The data section start

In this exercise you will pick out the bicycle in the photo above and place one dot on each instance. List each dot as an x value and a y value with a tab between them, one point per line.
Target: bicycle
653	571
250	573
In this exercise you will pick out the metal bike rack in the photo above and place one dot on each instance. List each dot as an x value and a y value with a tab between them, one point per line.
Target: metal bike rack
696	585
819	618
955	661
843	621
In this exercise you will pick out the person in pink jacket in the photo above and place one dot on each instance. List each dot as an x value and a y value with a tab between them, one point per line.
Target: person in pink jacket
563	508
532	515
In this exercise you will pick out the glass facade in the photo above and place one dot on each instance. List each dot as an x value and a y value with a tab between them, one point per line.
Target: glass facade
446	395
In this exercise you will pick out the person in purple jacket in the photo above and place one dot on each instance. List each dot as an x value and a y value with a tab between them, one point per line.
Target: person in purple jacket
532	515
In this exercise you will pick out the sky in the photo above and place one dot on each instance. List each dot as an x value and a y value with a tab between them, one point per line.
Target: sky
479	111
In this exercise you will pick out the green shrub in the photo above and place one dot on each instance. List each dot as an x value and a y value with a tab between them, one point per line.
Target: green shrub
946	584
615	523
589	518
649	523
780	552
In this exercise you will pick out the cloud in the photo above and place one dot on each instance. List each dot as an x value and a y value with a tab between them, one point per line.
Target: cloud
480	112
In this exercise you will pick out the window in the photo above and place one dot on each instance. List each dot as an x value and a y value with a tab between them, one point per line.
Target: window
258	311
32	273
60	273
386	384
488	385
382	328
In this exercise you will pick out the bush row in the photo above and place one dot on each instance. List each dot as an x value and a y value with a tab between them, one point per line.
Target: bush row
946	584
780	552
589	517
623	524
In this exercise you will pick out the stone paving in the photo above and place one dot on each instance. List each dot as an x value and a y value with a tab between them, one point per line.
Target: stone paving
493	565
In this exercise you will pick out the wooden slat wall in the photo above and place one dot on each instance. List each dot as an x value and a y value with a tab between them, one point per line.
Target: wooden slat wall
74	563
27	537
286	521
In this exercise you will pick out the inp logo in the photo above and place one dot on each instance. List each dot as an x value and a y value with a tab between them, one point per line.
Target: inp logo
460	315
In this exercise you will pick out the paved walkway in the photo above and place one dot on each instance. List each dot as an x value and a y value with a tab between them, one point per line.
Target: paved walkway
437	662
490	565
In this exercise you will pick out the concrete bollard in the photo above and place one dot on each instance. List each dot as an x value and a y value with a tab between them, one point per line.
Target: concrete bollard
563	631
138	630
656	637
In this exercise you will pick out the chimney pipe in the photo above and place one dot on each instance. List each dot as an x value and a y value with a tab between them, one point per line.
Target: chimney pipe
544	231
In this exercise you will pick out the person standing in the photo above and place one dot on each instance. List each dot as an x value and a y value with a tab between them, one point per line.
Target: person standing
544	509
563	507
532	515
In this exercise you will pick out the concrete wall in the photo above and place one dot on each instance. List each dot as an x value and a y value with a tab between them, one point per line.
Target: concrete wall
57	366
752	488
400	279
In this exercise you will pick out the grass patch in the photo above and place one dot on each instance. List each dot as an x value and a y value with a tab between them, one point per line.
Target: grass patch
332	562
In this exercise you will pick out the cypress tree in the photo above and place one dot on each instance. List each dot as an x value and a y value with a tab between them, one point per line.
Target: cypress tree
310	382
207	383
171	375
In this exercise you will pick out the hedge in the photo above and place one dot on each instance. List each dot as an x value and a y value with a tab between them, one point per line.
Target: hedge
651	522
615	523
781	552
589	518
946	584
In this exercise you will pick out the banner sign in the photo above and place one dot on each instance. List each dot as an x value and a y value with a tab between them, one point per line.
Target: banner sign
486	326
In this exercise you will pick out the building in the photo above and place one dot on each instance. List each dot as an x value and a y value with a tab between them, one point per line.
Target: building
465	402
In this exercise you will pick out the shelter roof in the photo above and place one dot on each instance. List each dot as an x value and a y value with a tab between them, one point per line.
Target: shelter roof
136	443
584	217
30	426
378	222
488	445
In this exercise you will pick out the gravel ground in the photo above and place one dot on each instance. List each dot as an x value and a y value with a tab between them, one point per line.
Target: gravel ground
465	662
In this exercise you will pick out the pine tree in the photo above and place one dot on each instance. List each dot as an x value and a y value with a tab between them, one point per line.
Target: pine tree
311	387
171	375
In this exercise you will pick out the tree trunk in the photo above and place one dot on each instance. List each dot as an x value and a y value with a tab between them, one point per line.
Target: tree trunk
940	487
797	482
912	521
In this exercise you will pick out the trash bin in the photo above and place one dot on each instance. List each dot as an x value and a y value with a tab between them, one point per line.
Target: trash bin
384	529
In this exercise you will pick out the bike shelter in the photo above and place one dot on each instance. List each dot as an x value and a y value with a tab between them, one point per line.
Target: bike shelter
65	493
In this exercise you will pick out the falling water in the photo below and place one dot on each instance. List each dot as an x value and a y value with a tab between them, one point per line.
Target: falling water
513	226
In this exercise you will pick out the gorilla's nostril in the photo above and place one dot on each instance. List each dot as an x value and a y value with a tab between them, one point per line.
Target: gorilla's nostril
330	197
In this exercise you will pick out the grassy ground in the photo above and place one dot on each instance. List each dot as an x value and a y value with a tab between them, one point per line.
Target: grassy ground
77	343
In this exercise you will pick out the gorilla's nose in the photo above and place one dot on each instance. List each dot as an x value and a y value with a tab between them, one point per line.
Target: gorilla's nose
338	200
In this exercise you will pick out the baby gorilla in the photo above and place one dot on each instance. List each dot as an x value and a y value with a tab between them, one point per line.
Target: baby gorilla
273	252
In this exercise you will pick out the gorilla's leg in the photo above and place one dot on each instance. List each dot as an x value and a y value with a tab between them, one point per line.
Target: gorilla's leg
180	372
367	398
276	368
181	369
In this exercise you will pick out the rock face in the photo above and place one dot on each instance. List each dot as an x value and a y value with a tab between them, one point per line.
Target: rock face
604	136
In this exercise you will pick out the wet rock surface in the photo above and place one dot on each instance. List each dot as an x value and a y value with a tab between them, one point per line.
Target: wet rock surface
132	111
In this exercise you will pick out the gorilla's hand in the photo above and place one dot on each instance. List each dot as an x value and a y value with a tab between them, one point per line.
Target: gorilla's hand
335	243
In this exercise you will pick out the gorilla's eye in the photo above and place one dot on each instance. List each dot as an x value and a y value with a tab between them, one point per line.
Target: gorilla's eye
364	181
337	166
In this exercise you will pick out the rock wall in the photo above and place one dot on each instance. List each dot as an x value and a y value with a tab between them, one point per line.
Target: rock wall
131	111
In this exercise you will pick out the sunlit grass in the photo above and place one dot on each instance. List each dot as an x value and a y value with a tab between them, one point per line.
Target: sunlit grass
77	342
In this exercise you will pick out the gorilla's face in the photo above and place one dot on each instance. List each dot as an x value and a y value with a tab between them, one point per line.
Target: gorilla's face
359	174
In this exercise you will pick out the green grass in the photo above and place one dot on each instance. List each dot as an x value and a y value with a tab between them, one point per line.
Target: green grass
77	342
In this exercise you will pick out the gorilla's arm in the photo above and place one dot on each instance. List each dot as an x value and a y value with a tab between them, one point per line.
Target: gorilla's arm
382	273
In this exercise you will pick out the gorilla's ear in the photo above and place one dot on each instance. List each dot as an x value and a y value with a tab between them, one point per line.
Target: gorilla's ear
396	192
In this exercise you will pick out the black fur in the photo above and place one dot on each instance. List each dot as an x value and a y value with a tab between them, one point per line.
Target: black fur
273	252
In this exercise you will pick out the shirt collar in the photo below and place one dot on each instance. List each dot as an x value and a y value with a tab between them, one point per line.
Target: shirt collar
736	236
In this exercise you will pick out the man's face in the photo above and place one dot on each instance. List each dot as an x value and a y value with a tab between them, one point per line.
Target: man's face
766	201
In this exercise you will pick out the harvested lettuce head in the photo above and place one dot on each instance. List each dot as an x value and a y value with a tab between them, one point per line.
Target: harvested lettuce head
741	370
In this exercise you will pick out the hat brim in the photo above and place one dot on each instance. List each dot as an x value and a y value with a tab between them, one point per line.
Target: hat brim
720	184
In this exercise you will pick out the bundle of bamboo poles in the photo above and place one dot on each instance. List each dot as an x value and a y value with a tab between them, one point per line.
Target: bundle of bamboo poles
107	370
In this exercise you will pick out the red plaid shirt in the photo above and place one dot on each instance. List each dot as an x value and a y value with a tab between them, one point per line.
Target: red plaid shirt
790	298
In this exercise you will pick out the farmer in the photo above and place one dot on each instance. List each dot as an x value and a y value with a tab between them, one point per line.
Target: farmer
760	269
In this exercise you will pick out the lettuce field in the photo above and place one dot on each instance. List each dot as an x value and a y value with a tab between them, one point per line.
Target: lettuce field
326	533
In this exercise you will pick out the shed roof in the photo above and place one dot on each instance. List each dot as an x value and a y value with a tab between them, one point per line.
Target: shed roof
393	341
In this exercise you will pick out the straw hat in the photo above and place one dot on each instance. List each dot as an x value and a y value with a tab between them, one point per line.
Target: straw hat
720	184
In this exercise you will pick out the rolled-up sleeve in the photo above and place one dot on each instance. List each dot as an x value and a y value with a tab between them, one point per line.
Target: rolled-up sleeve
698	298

The data section end

_What to do:_
Lines from the one that contains "In this exercise you will pick out the shed" through the final line of the entries must be duplicated exactly, and no other lines.

_Expected answer:_
In this exercise you will pick out the shed roof in the photo above and place one dot on each instance. List each dot as an x value and a y value with a tab between them, one point per line.
Target: shed roof
393	341
In this exercise you will pick out the straw hat in the photo above and place one dot on each instance. List each dot as an x value and a y value with a tab between them, one point per line.
Target: straw hat
720	184
In this exercise you will pick out the rolled-up sleeve in the photo above and place one dot on each instance. List each dot as an x value and a y value with a tab between them, one point per line.
Target: rolled-up sleeve
698	298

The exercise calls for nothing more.